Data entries
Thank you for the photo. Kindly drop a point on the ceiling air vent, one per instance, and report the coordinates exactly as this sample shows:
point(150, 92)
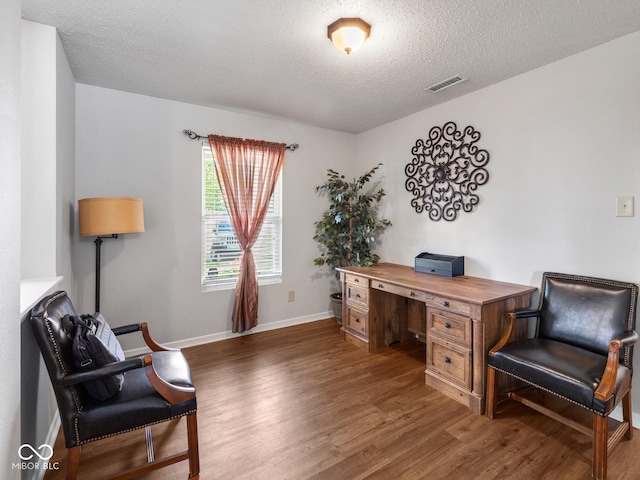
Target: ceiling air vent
point(446, 83)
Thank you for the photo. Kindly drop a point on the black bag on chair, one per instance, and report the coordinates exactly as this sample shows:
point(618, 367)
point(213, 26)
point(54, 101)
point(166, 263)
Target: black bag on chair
point(95, 345)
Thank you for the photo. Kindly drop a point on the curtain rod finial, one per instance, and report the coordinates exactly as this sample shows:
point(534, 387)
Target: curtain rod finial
point(191, 134)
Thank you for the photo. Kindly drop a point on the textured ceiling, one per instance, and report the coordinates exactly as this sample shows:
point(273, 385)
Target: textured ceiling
point(273, 57)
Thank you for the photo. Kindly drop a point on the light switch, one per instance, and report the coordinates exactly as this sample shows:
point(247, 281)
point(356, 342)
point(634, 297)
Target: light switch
point(624, 206)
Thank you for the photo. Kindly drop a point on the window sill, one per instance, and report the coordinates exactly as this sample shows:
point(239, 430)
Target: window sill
point(232, 286)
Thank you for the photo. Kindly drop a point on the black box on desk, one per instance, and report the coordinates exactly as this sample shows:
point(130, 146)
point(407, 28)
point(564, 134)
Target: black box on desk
point(445, 265)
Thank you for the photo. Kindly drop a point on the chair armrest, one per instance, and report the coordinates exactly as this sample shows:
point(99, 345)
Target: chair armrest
point(627, 339)
point(151, 343)
point(508, 331)
point(607, 385)
point(103, 372)
point(171, 393)
point(136, 327)
point(123, 330)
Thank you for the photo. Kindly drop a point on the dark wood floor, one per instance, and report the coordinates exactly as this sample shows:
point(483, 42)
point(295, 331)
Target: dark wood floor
point(299, 403)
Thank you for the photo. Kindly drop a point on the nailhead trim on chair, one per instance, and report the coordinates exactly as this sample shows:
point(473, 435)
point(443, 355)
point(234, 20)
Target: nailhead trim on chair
point(553, 393)
point(600, 281)
point(190, 412)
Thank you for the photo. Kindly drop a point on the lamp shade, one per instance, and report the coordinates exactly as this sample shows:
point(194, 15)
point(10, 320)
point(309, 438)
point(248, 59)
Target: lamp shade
point(110, 215)
point(348, 34)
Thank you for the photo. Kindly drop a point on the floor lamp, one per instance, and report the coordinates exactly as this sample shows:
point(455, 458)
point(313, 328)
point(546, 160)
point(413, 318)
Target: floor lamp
point(107, 217)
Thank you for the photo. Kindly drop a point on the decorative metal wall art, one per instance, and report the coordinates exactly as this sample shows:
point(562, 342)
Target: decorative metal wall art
point(445, 172)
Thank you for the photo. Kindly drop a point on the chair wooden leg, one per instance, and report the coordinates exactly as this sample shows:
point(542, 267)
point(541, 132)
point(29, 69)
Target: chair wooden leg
point(600, 436)
point(73, 461)
point(627, 416)
point(491, 393)
point(192, 438)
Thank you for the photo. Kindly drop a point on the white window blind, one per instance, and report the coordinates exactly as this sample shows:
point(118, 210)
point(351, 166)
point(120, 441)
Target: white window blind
point(220, 248)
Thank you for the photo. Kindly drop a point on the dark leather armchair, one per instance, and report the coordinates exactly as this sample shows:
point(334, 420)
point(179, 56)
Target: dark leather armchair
point(582, 353)
point(157, 388)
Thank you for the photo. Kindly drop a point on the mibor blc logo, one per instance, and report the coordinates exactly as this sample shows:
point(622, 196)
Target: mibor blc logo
point(35, 459)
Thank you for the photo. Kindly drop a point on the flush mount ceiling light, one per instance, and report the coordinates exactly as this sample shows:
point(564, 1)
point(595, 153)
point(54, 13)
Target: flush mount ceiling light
point(348, 34)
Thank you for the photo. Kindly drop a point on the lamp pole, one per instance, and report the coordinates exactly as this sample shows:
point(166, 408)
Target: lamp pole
point(98, 243)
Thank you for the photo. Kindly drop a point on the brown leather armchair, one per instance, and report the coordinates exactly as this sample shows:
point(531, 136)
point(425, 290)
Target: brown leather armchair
point(582, 353)
point(157, 388)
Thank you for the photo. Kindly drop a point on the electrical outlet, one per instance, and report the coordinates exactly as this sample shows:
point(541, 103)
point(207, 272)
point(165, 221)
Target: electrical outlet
point(624, 206)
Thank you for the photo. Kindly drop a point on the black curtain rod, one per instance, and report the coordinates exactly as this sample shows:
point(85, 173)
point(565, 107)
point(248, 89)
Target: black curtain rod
point(194, 136)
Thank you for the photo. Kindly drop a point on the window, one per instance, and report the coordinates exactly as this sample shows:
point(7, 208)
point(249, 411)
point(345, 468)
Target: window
point(220, 248)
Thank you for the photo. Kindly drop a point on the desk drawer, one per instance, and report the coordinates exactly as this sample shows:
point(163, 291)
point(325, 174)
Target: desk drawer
point(402, 291)
point(450, 326)
point(357, 296)
point(357, 280)
point(449, 305)
point(449, 361)
point(357, 322)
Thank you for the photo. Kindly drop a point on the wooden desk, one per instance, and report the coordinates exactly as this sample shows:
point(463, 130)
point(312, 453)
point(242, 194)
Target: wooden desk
point(459, 319)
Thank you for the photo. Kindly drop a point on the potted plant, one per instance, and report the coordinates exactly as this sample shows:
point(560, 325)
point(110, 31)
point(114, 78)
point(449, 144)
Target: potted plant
point(349, 227)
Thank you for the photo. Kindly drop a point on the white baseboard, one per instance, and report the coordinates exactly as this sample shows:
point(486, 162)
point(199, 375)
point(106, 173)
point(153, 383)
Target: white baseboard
point(52, 435)
point(216, 337)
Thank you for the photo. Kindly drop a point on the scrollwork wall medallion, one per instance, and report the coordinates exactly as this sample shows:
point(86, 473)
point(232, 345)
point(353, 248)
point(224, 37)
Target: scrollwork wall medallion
point(445, 172)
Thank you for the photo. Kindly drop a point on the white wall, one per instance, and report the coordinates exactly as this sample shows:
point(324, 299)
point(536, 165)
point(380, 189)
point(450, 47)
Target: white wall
point(38, 206)
point(10, 233)
point(46, 207)
point(133, 145)
point(564, 142)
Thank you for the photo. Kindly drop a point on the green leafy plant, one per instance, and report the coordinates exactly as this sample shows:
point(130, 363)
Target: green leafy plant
point(351, 225)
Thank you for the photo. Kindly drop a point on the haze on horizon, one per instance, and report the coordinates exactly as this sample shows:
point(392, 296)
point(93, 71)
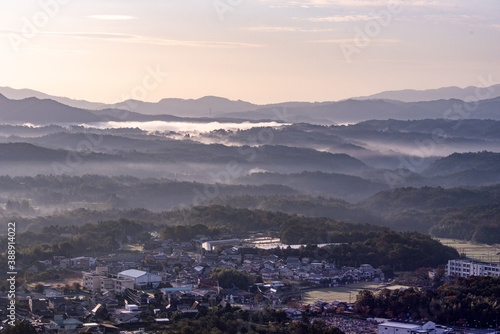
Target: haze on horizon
point(261, 51)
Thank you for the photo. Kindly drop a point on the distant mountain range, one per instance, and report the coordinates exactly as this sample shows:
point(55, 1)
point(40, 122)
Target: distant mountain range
point(30, 106)
point(446, 93)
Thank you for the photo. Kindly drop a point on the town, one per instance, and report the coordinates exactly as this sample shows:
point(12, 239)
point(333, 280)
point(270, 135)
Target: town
point(165, 281)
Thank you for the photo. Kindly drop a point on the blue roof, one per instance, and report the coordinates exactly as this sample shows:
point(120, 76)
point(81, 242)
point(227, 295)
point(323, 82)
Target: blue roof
point(181, 288)
point(133, 273)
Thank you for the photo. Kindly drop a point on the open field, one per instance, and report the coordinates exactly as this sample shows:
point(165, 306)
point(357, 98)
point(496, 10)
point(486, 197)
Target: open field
point(132, 248)
point(478, 252)
point(343, 293)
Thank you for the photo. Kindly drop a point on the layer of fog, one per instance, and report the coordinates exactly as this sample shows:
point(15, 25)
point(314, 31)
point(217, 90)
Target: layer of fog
point(186, 127)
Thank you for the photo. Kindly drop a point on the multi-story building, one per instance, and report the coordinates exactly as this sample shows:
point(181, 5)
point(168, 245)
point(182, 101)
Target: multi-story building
point(101, 283)
point(467, 268)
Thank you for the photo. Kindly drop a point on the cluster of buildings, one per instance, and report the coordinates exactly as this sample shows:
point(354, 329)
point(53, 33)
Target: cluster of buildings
point(176, 278)
point(467, 268)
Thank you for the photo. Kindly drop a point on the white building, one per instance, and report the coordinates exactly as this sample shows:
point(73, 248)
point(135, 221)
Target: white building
point(212, 245)
point(409, 327)
point(100, 283)
point(141, 278)
point(467, 268)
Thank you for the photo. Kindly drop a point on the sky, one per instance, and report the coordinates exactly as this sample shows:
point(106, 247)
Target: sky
point(261, 51)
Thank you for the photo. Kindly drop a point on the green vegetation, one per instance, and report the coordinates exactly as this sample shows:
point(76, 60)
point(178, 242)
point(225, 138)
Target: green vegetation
point(229, 278)
point(234, 320)
point(478, 252)
point(345, 293)
point(459, 213)
point(466, 300)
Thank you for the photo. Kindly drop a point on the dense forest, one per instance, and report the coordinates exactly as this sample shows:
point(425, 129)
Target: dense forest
point(472, 301)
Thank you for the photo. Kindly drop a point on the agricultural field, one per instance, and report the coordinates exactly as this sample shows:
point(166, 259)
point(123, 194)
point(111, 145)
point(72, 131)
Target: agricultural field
point(345, 293)
point(478, 252)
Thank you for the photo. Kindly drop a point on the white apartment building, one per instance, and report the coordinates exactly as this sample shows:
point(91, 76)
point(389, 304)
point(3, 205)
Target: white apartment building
point(467, 268)
point(99, 283)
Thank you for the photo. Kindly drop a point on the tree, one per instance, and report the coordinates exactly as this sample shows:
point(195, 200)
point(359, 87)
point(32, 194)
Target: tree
point(39, 288)
point(20, 327)
point(229, 277)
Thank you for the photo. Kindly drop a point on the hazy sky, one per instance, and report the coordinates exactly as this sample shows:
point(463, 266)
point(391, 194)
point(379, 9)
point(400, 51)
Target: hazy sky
point(256, 50)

| The request |
Rewrite the data starting at the line containing "on the scrollwork" and ending at the line containing "point(351, 225)". Shift each answer coordinate by adding 75 to both of its numbers, and keep every other line unchanged.

| Answer to this problem |
Thank you for the photo. Kindly drop a point on the scrollwork wall medallion, one per instance, and report the coordinates exactly as this sample shows:
point(86, 473)
point(232, 345)
point(353, 248)
point(224, 37)
Target: scrollwork wall medallion
point(520, 247)
Thank you for the photo. Kindly drop a point on the white wall, one per instance, and report the coordinates exactly as this sample shows:
point(324, 299)
point(536, 165)
point(380, 189)
point(450, 47)
Target: white wall
point(113, 281)
point(85, 308)
point(121, 282)
point(208, 220)
point(639, 217)
Thank you for the photo. Kindly drop a point on the green leafy plant, one per instance, and report the coordinates exactly as this sample shows:
point(130, 363)
Target: green leafy plant
point(426, 300)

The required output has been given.